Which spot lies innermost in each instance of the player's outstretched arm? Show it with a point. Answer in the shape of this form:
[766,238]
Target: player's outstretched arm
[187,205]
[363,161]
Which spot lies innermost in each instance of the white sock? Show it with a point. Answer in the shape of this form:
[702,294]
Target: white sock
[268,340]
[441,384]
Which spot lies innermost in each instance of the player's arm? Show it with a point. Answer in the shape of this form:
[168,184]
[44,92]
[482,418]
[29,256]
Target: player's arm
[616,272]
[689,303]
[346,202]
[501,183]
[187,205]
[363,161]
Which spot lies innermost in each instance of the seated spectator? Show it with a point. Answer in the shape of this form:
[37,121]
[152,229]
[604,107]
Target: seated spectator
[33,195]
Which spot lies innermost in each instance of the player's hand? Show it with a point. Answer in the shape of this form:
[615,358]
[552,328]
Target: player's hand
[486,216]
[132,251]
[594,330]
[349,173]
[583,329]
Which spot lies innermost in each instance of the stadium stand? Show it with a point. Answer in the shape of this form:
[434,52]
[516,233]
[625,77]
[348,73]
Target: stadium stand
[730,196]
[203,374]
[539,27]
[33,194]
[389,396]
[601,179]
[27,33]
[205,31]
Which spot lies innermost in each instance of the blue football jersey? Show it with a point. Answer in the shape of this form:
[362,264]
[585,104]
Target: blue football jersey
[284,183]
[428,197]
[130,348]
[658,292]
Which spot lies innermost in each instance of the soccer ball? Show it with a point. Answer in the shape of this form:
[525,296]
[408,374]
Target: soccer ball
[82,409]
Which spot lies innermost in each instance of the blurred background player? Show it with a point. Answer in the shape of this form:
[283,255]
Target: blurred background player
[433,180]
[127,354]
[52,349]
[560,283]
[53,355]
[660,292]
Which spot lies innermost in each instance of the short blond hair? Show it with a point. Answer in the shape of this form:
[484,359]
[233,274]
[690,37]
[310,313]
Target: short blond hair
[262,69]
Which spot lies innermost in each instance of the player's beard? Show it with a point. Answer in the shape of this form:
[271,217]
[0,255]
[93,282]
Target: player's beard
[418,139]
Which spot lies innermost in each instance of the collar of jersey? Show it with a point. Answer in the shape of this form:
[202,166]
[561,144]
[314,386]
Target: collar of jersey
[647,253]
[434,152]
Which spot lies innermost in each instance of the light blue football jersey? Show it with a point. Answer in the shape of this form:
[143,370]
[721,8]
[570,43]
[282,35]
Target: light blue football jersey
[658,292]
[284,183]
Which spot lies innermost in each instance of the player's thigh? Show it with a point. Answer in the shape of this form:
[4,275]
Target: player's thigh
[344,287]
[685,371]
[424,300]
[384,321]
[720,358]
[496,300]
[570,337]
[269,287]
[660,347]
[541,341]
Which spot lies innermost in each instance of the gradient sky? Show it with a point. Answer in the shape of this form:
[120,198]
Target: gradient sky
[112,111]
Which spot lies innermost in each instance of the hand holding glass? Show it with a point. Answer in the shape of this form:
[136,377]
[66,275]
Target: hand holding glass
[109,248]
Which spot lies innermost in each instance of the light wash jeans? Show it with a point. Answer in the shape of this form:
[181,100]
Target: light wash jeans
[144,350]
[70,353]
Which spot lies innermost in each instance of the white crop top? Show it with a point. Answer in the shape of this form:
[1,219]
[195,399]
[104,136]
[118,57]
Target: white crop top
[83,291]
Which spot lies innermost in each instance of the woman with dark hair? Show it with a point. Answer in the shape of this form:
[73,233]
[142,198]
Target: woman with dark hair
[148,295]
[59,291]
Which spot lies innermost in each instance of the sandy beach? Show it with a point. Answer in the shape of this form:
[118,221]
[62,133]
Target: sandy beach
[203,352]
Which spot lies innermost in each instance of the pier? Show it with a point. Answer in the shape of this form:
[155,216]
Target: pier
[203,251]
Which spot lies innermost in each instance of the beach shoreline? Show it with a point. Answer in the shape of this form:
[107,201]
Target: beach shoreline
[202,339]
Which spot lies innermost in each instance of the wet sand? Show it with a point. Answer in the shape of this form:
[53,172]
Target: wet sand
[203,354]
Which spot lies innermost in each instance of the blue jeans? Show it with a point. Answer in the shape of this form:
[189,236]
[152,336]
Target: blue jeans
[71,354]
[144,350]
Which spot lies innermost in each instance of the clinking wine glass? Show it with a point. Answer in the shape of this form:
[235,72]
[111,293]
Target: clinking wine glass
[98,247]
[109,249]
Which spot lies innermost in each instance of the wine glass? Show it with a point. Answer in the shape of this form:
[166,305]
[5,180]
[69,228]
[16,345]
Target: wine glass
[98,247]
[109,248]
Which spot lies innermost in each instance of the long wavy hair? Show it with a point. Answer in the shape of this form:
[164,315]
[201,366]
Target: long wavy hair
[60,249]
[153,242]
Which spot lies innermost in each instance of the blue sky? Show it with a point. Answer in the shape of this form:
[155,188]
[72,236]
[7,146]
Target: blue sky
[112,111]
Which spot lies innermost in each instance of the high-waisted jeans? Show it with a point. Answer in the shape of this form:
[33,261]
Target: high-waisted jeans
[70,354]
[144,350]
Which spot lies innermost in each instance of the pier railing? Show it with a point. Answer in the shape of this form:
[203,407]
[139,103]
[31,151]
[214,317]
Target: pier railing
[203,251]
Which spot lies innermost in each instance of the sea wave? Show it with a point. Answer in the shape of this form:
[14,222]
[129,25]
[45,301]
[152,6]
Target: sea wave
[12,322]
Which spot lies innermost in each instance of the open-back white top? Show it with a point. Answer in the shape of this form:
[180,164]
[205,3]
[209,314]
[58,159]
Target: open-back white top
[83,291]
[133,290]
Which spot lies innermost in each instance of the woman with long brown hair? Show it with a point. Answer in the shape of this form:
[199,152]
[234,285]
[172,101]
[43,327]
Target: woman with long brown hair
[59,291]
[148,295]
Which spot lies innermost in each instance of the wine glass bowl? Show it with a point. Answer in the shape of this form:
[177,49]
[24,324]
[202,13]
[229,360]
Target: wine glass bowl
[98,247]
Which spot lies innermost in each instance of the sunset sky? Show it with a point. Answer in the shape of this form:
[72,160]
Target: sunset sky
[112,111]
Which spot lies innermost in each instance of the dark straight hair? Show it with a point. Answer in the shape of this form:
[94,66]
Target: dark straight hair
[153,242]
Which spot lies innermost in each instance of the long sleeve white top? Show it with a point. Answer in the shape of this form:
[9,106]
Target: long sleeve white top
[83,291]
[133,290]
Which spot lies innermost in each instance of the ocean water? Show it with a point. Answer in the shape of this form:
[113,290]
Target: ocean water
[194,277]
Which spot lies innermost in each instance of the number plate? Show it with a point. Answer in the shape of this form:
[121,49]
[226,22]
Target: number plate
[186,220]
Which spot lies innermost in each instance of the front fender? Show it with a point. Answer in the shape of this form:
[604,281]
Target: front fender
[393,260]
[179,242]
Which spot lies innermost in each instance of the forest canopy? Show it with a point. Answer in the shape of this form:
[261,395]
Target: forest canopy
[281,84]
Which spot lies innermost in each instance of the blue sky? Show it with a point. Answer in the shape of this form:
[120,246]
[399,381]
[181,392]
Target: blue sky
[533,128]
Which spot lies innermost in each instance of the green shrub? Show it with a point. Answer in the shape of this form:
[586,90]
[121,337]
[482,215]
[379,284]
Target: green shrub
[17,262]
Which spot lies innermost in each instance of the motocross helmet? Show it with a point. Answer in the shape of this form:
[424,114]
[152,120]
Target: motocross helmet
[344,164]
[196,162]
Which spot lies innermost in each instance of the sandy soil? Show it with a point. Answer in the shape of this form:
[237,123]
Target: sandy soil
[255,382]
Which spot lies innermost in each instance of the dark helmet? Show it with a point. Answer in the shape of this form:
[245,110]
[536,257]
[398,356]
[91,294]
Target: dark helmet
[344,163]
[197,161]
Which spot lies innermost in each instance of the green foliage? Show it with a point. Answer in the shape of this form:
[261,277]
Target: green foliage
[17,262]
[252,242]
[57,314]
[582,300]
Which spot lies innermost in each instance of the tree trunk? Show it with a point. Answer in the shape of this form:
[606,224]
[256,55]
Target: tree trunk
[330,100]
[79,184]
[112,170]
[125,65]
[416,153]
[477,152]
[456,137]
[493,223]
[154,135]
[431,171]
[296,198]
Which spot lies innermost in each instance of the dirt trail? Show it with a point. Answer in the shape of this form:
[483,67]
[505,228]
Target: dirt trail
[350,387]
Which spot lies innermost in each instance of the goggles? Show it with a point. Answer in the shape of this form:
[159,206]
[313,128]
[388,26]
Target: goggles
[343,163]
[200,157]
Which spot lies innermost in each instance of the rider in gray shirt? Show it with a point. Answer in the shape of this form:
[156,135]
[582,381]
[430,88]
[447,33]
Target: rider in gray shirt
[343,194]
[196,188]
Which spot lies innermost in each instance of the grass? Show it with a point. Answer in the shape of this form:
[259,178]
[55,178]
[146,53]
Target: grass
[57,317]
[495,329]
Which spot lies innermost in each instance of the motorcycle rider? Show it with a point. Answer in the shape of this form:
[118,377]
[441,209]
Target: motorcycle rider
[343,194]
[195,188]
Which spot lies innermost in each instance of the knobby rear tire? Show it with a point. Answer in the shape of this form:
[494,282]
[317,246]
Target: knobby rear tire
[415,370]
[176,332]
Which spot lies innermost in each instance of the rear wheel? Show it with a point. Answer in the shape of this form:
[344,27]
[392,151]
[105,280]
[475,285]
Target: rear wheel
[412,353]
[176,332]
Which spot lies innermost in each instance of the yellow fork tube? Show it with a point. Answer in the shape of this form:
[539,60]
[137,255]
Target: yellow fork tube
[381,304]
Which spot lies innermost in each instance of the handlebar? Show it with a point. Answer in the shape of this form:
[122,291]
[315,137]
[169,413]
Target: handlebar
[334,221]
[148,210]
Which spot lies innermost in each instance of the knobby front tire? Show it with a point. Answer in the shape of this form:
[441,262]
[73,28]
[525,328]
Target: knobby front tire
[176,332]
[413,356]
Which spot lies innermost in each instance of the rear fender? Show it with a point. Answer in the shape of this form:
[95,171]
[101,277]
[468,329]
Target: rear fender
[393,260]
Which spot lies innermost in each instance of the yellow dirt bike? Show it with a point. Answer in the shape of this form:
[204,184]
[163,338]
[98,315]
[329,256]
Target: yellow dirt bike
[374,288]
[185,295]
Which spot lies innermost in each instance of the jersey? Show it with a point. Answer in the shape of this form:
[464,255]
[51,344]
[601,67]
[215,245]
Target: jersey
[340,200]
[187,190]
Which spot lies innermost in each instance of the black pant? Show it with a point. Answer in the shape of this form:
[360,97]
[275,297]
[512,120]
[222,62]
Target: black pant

--

● What the task asks
Check each line of the listing for "black", and copy the ones that hold it.

● Solution to this exercise
Which spot lies innermost in each instance of the black pant? Show it with a point. Answer in the shape of this form:
Target: black pant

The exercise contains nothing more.